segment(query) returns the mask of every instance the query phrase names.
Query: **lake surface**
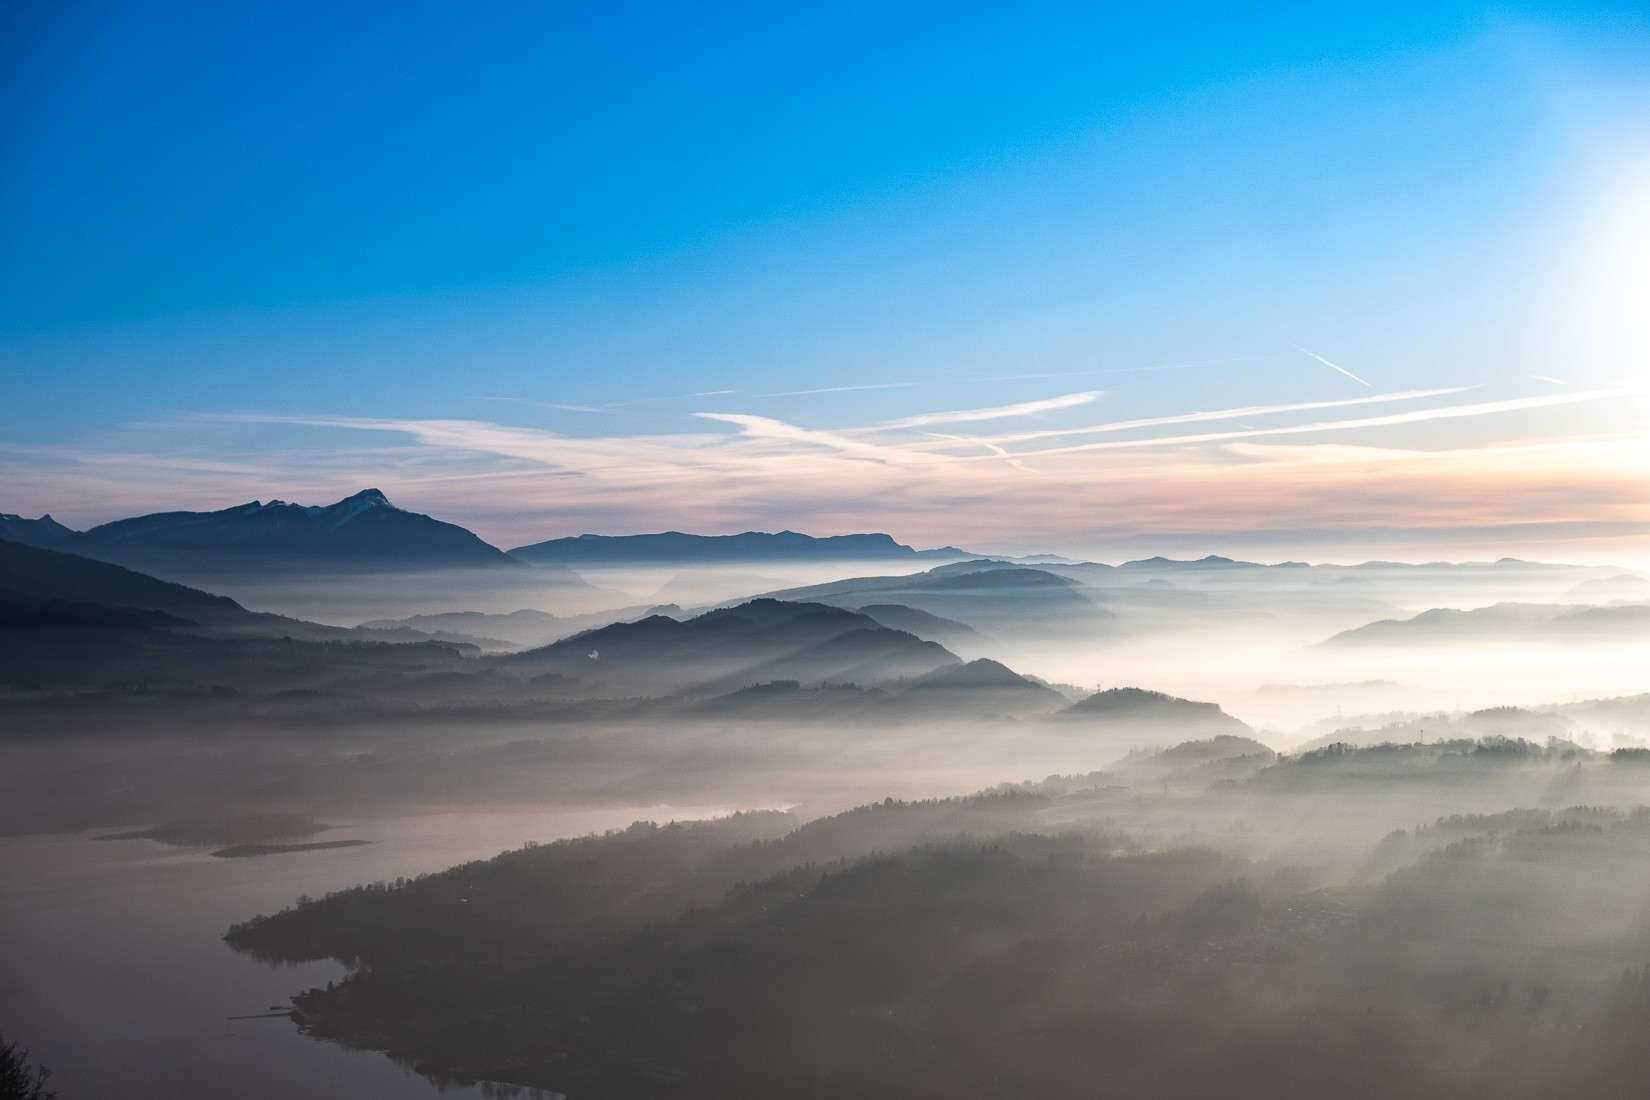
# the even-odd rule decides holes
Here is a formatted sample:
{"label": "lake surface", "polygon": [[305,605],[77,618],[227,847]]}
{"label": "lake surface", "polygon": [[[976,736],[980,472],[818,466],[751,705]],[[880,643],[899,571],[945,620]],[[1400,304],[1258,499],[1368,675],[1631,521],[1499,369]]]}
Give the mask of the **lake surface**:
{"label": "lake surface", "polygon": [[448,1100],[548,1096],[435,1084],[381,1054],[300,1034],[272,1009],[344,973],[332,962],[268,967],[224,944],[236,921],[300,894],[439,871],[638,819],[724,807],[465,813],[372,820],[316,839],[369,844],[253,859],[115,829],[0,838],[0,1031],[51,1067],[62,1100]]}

----------

Leave out the pictures and give the rest of the records again exactly.

segment(query) returns the mask of every instance the query phrase names.
Query: **lake surface**
# the even-odd rule decides holes
Here is a formatted sample:
{"label": "lake surface", "polygon": [[305,605],[77,618],[227,847]]}
{"label": "lake surface", "polygon": [[[976,736],[980,472],[818,466],[751,705]],[[880,643],[899,571],[945,620]],[[1400,304],[1258,499],[1368,675],[1631,521],[1499,369]]]}
Give the mask of the **lake surface**:
{"label": "lake surface", "polygon": [[448,1100],[548,1096],[435,1084],[381,1054],[300,1034],[272,1009],[344,973],[332,962],[268,967],[224,944],[236,921],[300,894],[439,871],[638,819],[724,807],[465,813],[372,820],[316,839],[369,844],[253,859],[115,829],[0,838],[0,1031],[51,1067],[62,1100]]}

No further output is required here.